— Given records —
━━━━━━━━━━

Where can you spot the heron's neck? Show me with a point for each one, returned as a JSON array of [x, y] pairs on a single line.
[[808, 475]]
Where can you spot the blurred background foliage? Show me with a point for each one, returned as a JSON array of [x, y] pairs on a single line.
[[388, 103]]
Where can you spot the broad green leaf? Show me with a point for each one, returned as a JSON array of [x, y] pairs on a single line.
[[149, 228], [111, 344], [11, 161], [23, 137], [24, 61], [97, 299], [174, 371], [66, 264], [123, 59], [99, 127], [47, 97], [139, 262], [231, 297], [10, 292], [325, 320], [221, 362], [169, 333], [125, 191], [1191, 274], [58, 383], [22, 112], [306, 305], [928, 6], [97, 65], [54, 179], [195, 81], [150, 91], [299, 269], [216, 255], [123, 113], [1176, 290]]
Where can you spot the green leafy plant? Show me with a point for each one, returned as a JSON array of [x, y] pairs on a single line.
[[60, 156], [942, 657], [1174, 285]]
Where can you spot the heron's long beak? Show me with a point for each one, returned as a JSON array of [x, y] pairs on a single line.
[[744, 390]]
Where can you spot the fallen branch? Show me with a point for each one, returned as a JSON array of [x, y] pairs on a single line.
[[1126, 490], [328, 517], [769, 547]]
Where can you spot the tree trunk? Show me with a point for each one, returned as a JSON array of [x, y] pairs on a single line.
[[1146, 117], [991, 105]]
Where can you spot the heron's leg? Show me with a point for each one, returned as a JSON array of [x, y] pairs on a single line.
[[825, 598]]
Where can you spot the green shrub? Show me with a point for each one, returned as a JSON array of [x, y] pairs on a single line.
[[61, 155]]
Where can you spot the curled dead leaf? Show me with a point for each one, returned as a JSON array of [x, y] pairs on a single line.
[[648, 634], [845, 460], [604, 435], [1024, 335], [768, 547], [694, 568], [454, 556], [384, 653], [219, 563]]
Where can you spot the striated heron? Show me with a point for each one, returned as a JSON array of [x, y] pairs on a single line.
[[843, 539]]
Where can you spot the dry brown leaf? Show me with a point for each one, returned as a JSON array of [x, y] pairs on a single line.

━━━━━━━━━━

— Exercise directions —
Copy out every line of the data above word for word, with nothing left out.

— Solution for this exercise —
Where can you spot the heron's neck? Show me with a point for each one, returned as a JSON array of [x, y] pairs on a single line.
[[808, 475]]
Where can you spot the blurred background foliage? Show me with a point for each one, returned as a JSON array of [x, y] pairs on a single line.
[[388, 103]]
Where can you spot the broad green leaf? Show me with a point for each one, returned as a JSON array of [x, y] pairs on a single line.
[[149, 228], [111, 344], [11, 161], [23, 137], [24, 61], [97, 299], [174, 371], [66, 264], [123, 59], [99, 127], [47, 97], [139, 262], [231, 297], [10, 292], [325, 320], [221, 362], [169, 333], [125, 191], [1191, 274], [58, 383], [22, 112], [306, 305], [928, 6], [97, 65], [54, 179], [195, 81], [150, 91], [299, 269], [216, 255], [123, 113], [1176, 290]]
Where can you spot the green leafy plant? Show me with a point for each one, returned as a JSON array of [x, y] pairs on a single line.
[[60, 156], [942, 657], [1174, 285]]
Where can you spot the heron's long beak? Show me with a point for each one, returned as a JSON array of [x, y] pairs on a single line.
[[744, 390]]
Where can you spot the fallen branch? Show me with a point for each one, returned as a JSON array of [x, y] pairs on a single line.
[[1126, 490], [328, 517], [769, 547]]
Where can you spot the tree trunk? Show me with a point for each one, returned as a JSON array of [x, y] pairs on a single line.
[[1146, 117], [991, 105]]
Where can you spot the heron's leg? Show me with a point for each one, returned as a JSON array of [x, y] pairs on a single line.
[[825, 598]]
Where can you spot the green shrub? Show me with a point for each one, returned as a JSON array of [x, y] pairs on a single line.
[[61, 155]]
Where can you spot the curled dead leaf? Show me with a point for each one, returned as a JSON array of [x, y] pairs on a single line.
[[648, 634], [845, 460], [604, 435], [1024, 335], [768, 547], [694, 568], [454, 556], [384, 653], [219, 563]]
Where can you spot the striated heron? Show me with a point for each one, returned as a JSON array of [x, y] pairs on a single line.
[[843, 539]]
Where can you spot the dry brown leaf? Show me with a point for each one, returned as a JSON array of [x, y] pairs on a single line.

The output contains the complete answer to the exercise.